-- start of Data supplied --
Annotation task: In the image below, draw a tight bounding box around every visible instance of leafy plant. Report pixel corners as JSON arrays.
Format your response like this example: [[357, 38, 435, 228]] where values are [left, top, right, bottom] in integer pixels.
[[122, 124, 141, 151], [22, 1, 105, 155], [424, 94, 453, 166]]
-- end of Data supplied --
-- start of Data supplied --
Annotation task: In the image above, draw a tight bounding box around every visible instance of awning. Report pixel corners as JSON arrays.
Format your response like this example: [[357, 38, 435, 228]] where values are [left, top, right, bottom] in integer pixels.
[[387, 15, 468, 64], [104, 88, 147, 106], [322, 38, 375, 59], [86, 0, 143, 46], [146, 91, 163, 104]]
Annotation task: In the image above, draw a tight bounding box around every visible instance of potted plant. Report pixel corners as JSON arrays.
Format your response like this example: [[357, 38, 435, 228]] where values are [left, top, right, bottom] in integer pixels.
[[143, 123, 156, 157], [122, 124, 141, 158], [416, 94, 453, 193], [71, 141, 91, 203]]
-- end of Data supplied --
-- start of Data supplied --
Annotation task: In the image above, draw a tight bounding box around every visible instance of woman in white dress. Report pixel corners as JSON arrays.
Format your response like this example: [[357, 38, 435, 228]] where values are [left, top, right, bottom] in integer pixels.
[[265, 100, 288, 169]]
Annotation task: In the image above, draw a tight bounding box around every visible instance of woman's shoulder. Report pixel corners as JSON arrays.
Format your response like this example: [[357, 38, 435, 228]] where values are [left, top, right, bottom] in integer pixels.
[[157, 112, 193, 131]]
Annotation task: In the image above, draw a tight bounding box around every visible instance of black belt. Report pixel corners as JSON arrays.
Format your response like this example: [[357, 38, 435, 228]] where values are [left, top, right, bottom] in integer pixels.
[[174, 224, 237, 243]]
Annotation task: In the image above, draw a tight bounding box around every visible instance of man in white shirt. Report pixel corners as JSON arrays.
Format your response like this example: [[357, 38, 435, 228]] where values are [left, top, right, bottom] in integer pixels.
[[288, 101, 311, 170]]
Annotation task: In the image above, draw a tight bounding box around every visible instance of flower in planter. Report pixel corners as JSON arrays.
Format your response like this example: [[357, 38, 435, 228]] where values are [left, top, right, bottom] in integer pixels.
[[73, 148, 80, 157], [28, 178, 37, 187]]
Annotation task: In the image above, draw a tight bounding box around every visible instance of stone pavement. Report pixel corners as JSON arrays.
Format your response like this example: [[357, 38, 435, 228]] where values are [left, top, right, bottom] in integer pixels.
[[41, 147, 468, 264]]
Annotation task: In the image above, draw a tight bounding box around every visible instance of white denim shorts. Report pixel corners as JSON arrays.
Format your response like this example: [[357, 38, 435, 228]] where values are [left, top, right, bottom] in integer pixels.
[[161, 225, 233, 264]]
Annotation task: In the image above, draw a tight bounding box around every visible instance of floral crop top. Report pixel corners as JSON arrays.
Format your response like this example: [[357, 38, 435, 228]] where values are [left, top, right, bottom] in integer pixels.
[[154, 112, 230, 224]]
-- end of Data supplied --
- **The exercise**:
Rewrite everything from the line containing "awning. Report pixel corners as JSON arrays." down to the line containing "91, 163, 104]]", both lines included. Raise every coordinate in the answers by 91, and leave the requests and their format samples unchanged.

- **Solution for this problem**:
Annotation task: In the image above, draw a tight bounding box around every visible instance of awning. Report pixel corners as JSON arrays.
Format your response like this example: [[357, 38, 435, 228]] where values are [left, top, right, bottom] in integer pixels.
[[478, 106, 559, 155], [195, 179, 238, 197], [413, 129, 466, 150], [177, 91, 234, 137], [237, 182, 254, 195]]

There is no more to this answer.